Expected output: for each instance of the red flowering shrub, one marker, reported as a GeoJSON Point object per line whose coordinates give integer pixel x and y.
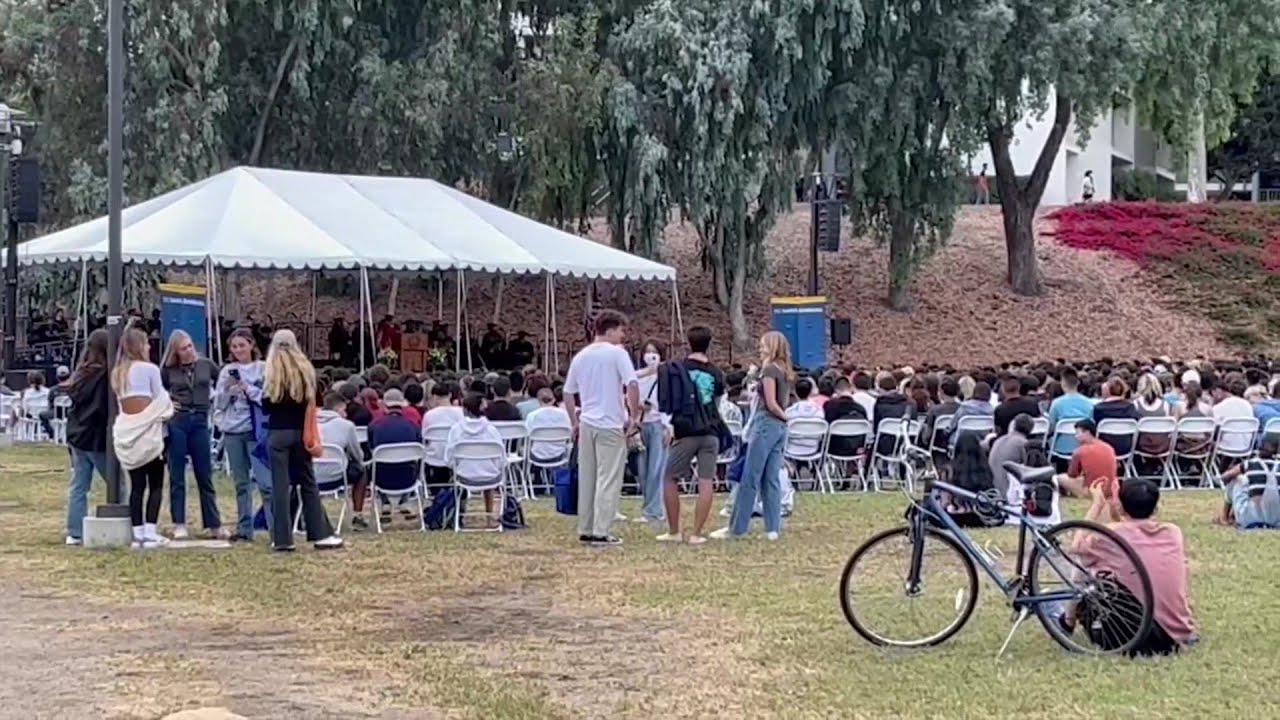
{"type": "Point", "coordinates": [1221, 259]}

───

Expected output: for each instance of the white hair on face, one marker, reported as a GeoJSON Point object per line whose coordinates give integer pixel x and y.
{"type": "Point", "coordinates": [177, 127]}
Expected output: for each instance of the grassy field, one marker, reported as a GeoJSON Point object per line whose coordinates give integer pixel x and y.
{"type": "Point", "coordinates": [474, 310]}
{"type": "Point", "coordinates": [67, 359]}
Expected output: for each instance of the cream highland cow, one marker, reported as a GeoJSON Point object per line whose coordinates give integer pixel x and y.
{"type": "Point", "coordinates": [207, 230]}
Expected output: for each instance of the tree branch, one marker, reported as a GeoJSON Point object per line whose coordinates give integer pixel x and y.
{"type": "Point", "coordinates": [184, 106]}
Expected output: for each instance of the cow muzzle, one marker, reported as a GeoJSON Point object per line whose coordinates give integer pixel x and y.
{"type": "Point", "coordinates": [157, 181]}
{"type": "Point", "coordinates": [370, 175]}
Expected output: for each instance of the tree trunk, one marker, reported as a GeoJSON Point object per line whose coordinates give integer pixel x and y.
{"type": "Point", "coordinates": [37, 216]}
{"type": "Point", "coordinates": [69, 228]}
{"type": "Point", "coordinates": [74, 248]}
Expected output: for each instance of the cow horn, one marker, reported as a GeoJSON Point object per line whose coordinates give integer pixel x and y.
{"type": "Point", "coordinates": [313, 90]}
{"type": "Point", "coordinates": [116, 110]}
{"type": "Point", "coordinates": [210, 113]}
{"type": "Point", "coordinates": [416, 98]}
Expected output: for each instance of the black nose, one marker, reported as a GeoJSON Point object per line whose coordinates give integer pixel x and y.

───

What the task asks:
Which lines of the items contain the string "output"? Show each such line in full, treating uppercase and lowercase as different.

Solution below:
Expected output: for each instance of the red flowering shrub, one marker, reported as a GeoJSON Point object per line whose coordinates give integer pixel x and y.
Expected output: for each instance of the white hair on face, one marker, reported as a GeoJSON Point object per line whose coordinates give integer pixel x and y.
Expected output: for each instance of the grassy field, one marker, reported as a GeoJSON Point object per line whose coordinates give integer pixel x and y.
Expected output: for each instance of the cream highland cow, one marker, reported as a GeoJSON Point object per line whose coordinates give integer pixel x and y.
Expected output: for each instance of the tree branch, one marker, reported as a GeoJSON Point object per line whose coordinates give integer pixel x and y.
Expected output: for each instance of the cow muzzle, one marker, reported as a GeoJSON Point object per line whose coordinates give integer pixel x and y.
Expected output: for each instance of the tree trunk, one marker, reported as a GeoJSON Point object per line whose coordinates give integer pixel x and y.
Expected output: for each instance of the cow horn, one marker, reported as a GeoJSON Point object per line whose coordinates give integer pixel x and y.
Expected output: for each instance of the black nose, one marker, reported as a GeoJSON Point object per line whose coordinates give integer pixel x and y.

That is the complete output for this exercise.